Documenttekst:
□ □ □ □ □ □ □

Bij passende sancties kan gedacht worden aan het opleggen van een geldboete
die in verhouding staat met de te betalen belasting in verband met de bijtelling,
verhaal van de werkgever van de bij hem nageheven loonbelasting en ontslag
uit de dienstbetrekking. Het passende toezicht kan bijvoorbeeld bestaan uit
het afdoende controleren van kilometerstanden, maar ook uit het toezicht houden
op boetes vanwege verkeersovertredingen, schademeldingen of met de leasemaatschappijen
overeengekomen meldingen van het aantal gereden kilometers, hoeveelheid van
de verbruikte brandstof of van het tanken van brandstof buiten werktijd. Zoals
gebruikelijk, kan de werkgever over de vraag wanneer voldaan wordt aan de
gestelde voorwaarden afspraken maken met zijn inspecteur. De inspecteur zal
hierbij alle feiten en omstandigheden van de betreffende situatie beoordelen
om vast te kunnen stellen of er sprake is van het hier bedoelde verbod. Voor
de bestelauto die door aard of inrichting uitsluitend of nagenoeg uitsluitend
geschikt blijkt te zijn voor vervoer van goederen is de autokostenfictie al
niet van toepassing. Volledigheidshalve wordt ten eerste opgemerkt dat voor
de buiten de autokostenfictie vallende bestelauto’s geen rittenregistratie
vereist is. Ten tweede wordt opgemerkt dat voor deze bestelauto’s geldt
dat het werkelijke voordeel van het privé-gebruik belast is. Echter,
indien er geen sprake is van privé-gebruik betekent dit dat er niets
belast wordt.

□ □ □ □ □ □ □

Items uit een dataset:

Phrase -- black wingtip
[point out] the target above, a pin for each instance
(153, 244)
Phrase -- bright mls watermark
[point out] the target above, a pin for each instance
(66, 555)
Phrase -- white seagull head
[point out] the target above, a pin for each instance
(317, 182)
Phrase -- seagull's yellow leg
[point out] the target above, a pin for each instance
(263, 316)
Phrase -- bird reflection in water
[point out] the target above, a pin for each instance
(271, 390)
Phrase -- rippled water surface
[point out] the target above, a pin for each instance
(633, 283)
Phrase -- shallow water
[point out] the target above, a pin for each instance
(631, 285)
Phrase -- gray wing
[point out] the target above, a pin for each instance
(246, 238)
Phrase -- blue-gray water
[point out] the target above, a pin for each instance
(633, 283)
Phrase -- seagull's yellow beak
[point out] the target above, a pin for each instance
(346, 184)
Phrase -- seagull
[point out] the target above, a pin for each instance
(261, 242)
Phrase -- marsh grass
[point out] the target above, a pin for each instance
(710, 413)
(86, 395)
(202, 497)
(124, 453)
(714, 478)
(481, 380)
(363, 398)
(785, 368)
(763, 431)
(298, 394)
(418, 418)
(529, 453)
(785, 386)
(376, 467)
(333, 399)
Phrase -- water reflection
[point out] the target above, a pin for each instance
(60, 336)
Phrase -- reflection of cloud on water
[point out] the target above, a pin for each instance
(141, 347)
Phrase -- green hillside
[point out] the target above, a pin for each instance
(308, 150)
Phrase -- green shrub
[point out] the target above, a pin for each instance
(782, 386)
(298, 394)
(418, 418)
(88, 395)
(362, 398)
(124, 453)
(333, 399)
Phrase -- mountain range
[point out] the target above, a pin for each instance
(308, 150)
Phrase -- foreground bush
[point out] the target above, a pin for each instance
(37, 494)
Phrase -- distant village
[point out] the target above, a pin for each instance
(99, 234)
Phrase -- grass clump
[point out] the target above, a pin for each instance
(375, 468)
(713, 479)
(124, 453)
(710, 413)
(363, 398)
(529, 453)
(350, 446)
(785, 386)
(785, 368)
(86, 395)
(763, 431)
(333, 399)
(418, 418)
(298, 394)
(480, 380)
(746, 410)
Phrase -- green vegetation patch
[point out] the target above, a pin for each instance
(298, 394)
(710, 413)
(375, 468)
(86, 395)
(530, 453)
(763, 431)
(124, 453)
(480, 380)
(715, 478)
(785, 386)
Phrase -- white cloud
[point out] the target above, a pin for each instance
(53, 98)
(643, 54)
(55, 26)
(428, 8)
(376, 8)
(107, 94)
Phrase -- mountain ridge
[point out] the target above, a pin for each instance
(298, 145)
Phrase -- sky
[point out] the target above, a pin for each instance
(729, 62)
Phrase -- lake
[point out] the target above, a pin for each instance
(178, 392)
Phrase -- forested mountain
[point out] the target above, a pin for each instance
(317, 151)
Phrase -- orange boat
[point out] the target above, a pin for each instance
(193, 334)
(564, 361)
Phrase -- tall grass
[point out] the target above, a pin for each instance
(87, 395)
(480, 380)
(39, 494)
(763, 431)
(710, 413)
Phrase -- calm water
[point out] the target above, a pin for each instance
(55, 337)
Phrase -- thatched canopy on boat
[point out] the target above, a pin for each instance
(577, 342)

□ □ □ □ □ □ □

Opdracht: Welke registratie is volgens de tekst over de autokostenfictie niet vereist voor bestelauto's die buiten die fictie vallen? Ga uitsluitend uit van de tekst.

Antwoord: Een rittenregistratie.